— Written request —
Please type out the part of the Zope unicode patch thread starting with "I just ran into" and going on through "(this is preferred)", keeping every word and mark unchanged.

[ZCM] [ZC] 1037/ 7 Comment "Zope unicode patch"

Collector: Zope Bugs, Features, and Patches ... zope-coders-admin at zope.org
Wed Oct 6 11:48:59 EDT 2004


Issue #1037 Update (Comment) "Zope unicode patch"
 Status Accepted, Zope/bug+solution medium
To followup, visit:
  http://zope.org/Collectors/Zope/1037

==============================================================
= Comment - Entry #7 by EIONET on Oct 6, 2004 11:48 am

I just ran into the same problem. I use Zope 2.6.4. The problem as I see it is that I've set the management_page_charset property to UTF-8 so folder content lists etc. show correctly. But then Folder properties don't work. Looking at properties.dtml, I see that if management_page_charset is set manually, then management_page_charset_tag is NOT set - EVEN if management_page_charset is set to UTF-8! I therefore modified properties.dtml to check whether management_page_charset is set to UTF-8 (manually or by default), and IF SOset management_page_charset_tag to "UTF-8:"
________________________________________
= Comment - Entry #6 by bjorn on Apr 26, 2004 5:08 am

I think this patch has some good fixes that should be accepted, even if the whole patch isn't accepted.

htrd wrote:
> Zope mostly works fine for:
> * all text in unicode (this is preferred)
> * all text pre-encoded in one encoding (this is supported with
>   "management_page_charset")

Right, but Unicode doesn't actually work (see below).


> It doesnt work well for:
> * mixing unicode with pre-encoded text (which is likely to get more
>   common, which is why "management_page_charset" is likely to be less
>   useful long term)

Mixing pre-encoded text is too difficult.  It's easier to convert all data to Unicode, in many cases.


[...]
> 
> > 2. "manage_properties" work only in utf-8 charset 
> 
> The browser sees an html page using utf-8, but the zope server will
>   correctly trancode properties from their original encoding
>   ("management_page_charset") into utf-8.

— Entries supplied —
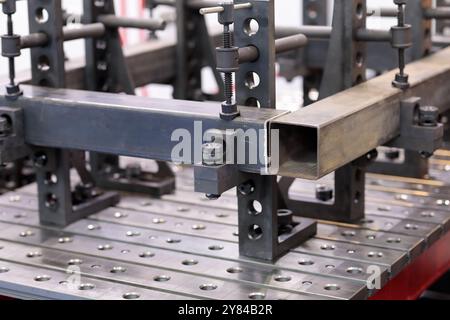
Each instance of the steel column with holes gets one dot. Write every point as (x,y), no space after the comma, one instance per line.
(269,232)
(56,200)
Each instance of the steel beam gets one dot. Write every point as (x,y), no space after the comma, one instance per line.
(343,127)
(314,141)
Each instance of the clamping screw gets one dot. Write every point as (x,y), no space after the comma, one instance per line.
(227,55)
(40,159)
(428,116)
(213,154)
(324,193)
(401,40)
(8,41)
(5,126)
(392,154)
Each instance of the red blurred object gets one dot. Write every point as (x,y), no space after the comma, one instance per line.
(419,275)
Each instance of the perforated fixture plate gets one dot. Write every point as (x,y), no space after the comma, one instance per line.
(185,247)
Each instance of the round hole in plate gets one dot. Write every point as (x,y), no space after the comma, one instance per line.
(255,207)
(252,80)
(34,254)
(208,287)
(118,269)
(41,15)
(222,215)
(428,214)
(146,254)
(411,226)
(104,247)
(42,278)
(158,221)
(131,296)
(348,233)
(26,233)
(373,254)
(354,270)
(75,262)
(133,233)
(43,66)
(146,204)
(119,215)
(251,27)
(393,240)
(4,269)
(92,227)
(282,278)
(306,262)
(332,287)
(161,278)
(189,262)
(255,232)
(235,270)
(327,247)
(86,286)
(215,247)
(257,296)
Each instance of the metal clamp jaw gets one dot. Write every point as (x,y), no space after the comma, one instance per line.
(267,229)
(420,130)
(401,40)
(12,140)
(228,55)
(11,49)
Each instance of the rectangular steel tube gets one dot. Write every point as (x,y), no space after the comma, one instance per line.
(130,125)
(320,138)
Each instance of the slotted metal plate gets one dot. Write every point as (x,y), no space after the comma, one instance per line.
(184,246)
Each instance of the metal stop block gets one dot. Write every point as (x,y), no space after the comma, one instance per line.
(227,59)
(11,46)
(401,37)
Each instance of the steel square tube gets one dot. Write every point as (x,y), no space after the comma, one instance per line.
(320,138)
(128,125)
(314,141)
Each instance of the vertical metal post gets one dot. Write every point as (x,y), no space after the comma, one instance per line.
(345,67)
(47,66)
(56,204)
(346,61)
(107,71)
(413,164)
(255,81)
(190,26)
(262,217)
(315,13)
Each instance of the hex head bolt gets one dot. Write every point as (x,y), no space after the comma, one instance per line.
(11,49)
(227,55)
(213,154)
(324,193)
(401,40)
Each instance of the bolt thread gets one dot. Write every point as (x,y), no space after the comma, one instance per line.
(228,87)
(227,39)
(401,16)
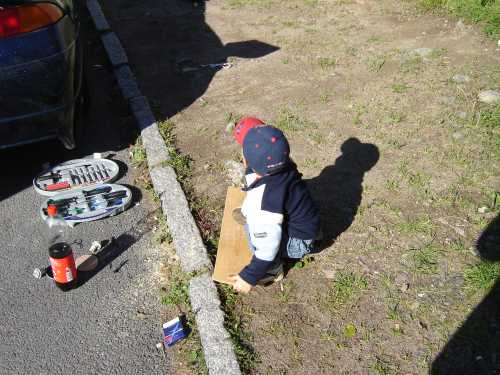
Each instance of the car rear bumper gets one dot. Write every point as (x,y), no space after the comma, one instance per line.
(37,97)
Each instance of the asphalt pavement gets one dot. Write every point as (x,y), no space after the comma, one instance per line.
(111,323)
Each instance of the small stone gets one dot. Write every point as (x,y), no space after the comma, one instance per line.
(460,78)
(423,324)
(423,52)
(234,171)
(230,127)
(414,306)
(489,96)
(448,100)
(482,210)
(460,26)
(330,274)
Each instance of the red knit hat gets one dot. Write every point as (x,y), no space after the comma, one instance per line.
(243,126)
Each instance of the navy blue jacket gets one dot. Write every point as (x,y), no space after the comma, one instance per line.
(277,207)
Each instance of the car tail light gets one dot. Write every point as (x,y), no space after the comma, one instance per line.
(25,18)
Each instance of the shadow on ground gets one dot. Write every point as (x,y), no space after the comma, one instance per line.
(475,346)
(170,48)
(338,189)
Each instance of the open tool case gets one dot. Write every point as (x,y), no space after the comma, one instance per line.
(75,174)
(76,188)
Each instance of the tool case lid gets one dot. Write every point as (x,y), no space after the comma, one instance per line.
(90,203)
(75,174)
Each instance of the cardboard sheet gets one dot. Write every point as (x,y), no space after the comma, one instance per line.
(233,253)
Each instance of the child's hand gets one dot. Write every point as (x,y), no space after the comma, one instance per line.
(240,285)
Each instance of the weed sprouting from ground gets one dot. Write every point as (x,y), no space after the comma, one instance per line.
(161,233)
(376,63)
(138,154)
(247,357)
(381,367)
(482,276)
(485,11)
(400,88)
(289,121)
(243,3)
(177,293)
(345,289)
(327,63)
(422,224)
(426,259)
(412,64)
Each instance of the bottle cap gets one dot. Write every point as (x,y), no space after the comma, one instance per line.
(51,210)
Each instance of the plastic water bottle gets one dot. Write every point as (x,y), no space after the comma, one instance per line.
(61,257)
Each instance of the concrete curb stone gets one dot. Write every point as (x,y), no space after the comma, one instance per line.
(185,234)
(100,22)
(216,342)
(219,354)
(114,49)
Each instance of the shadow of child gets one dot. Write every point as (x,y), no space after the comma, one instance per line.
(337,191)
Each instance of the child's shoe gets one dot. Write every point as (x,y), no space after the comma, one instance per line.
(272,276)
(239,217)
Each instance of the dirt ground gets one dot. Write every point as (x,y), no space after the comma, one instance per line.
(379,102)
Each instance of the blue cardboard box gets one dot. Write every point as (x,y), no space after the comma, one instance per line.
(173,331)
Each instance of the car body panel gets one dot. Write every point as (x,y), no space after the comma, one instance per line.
(39,84)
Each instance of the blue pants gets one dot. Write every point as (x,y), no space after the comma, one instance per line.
(290,247)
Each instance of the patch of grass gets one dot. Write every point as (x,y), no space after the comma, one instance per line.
(393,312)
(375,63)
(304,262)
(243,3)
(311,163)
(458,246)
(394,118)
(482,276)
(359,111)
(418,225)
(490,118)
(162,234)
(486,12)
(399,88)
(345,288)
(395,144)
(177,293)
(426,259)
(350,331)
(232,117)
(381,367)
(392,184)
(180,162)
(324,98)
(452,197)
(286,292)
(289,121)
(247,357)
(138,154)
(196,360)
(327,63)
(412,64)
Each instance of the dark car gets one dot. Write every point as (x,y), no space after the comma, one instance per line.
(41,72)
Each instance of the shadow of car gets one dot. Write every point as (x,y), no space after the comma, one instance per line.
(41,72)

— Exercise solution —
I just ran into the same problem. I use Zope 2.6.4. The problem as I see it is that I've set the management_page_charset property to UTF-8 so folder content lists etc. show correctly. But then Folder properties don't work. Looking at properties.dtml, I see that if management_page_charset is set manually, then management_page_charset_tag is NOT set - EVEN if management_page_charset is set to UTF-8! I therefore modified properties.dtml to check whether management_page_charset is set to UTF-8 (manually or by default), and IF SOset management_page_charset_tag to "UTF-8:"
________________________________________
= Comment - Entry #6 by bjorn on Apr 26, 2004 5:08 am

I think this patch has some good fixes that should be accepted, even if the whole patch isn't accepted.

htrd wrote:
> Zope mostly works fine for:
> * all text in unicode (this is preferred)